» Written problem
Rewrite the items below, replacing "an outline for every instance" with "one outline per instance" wherever it occurs and leaving every other line unchanged.

» Extracted entries
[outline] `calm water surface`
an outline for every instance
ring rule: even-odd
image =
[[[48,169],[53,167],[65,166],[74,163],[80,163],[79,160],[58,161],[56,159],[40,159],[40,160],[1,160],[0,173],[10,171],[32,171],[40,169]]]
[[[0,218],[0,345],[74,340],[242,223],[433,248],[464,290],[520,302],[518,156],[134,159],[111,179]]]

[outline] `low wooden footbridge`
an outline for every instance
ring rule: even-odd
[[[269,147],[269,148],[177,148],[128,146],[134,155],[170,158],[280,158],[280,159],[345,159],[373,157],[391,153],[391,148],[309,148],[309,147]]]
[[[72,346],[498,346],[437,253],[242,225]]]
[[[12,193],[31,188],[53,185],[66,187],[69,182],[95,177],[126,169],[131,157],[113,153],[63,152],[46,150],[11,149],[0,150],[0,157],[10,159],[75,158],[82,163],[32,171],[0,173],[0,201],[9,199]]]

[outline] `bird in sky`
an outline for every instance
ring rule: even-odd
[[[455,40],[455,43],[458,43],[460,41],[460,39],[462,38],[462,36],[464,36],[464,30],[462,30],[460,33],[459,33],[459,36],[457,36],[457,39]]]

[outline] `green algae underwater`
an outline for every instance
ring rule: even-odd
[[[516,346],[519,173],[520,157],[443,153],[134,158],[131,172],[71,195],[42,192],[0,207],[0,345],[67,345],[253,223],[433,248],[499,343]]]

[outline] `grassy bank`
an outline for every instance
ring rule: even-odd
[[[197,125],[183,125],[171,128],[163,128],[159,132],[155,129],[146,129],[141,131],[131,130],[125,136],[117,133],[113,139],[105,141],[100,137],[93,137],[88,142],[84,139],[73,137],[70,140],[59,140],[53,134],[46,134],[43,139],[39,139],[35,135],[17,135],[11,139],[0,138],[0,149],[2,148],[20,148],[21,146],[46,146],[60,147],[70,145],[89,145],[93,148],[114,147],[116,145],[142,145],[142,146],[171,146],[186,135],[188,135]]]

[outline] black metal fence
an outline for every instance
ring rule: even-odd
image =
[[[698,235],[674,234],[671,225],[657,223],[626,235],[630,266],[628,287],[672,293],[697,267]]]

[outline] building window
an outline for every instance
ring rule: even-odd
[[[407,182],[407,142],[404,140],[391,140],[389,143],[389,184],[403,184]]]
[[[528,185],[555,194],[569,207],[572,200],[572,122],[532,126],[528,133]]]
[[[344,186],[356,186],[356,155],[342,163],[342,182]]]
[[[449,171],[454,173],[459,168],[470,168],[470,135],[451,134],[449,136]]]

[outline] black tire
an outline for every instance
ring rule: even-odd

» Response below
[outline] `calm water surface`
one outline per instance
ring rule: even-odd
image =
[[[48,169],[53,167],[65,166],[74,163],[80,163],[79,160],[58,161],[56,159],[40,159],[40,160],[1,160],[0,173],[10,171],[32,171],[40,169]]]
[[[0,218],[0,345],[74,340],[242,223],[433,248],[464,290],[520,302],[518,156],[134,159],[111,179]]]

[outline] `low wooden footbridge`
one outline per instance
ring rule: even-odd
[[[269,147],[269,148],[177,148],[128,146],[134,155],[170,158],[280,158],[280,159],[345,159],[373,157],[391,153],[391,148],[309,148],[309,147]]]
[[[72,346],[498,346],[437,253],[242,225]]]
[[[12,193],[31,188],[53,185],[66,187],[69,182],[95,177],[126,169],[131,157],[113,153],[63,152],[46,150],[11,149],[0,150],[0,157],[10,159],[75,158],[82,163],[32,171],[0,173],[0,201],[9,199]]]

[outline] `bird in sky`
one outline per instance
ring rule: even-odd
[[[455,40],[455,43],[458,43],[460,41],[460,39],[462,38],[462,36],[464,36],[464,30],[462,30],[460,33],[459,33],[459,36],[457,36],[457,39]]]

[outline] `green algae underwater`
one outline per instance
ring rule: even-odd
[[[516,346],[519,173],[520,157],[443,153],[134,158],[131,172],[71,195],[42,192],[0,207],[0,345],[67,345],[253,223],[433,248],[499,343]]]

[outline] `grassy bank`
one outline per instance
ring rule: even-odd
[[[197,125],[183,125],[171,128],[163,128],[159,132],[155,129],[146,129],[141,131],[131,130],[125,136],[117,133],[113,139],[105,141],[100,137],[93,137],[88,142],[84,139],[73,137],[70,140],[59,140],[53,134],[46,134],[43,139],[39,139],[35,135],[17,135],[11,139],[0,138],[0,149],[2,148],[20,148],[21,146],[46,146],[60,147],[70,145],[89,145],[93,148],[114,147],[116,145],[142,145],[142,146],[171,146],[186,135],[188,135]]]

[outline] black metal fence
one outline per instance
ring rule: even-odd
image =
[[[698,235],[674,234],[671,225],[657,223],[626,235],[630,266],[628,287],[672,293],[697,267]]]

[outline] building window
one outline per instance
ring rule: even-odd
[[[407,182],[407,142],[404,140],[391,140],[389,143],[389,184],[403,184]]]
[[[528,185],[555,194],[569,207],[572,200],[572,122],[532,126],[528,133]]]
[[[344,186],[356,186],[356,155],[342,163],[342,182]]]
[[[449,171],[454,173],[459,168],[470,168],[470,135],[451,134],[449,136]]]

[outline] black tire
one outline per instance
ring rule: even-odd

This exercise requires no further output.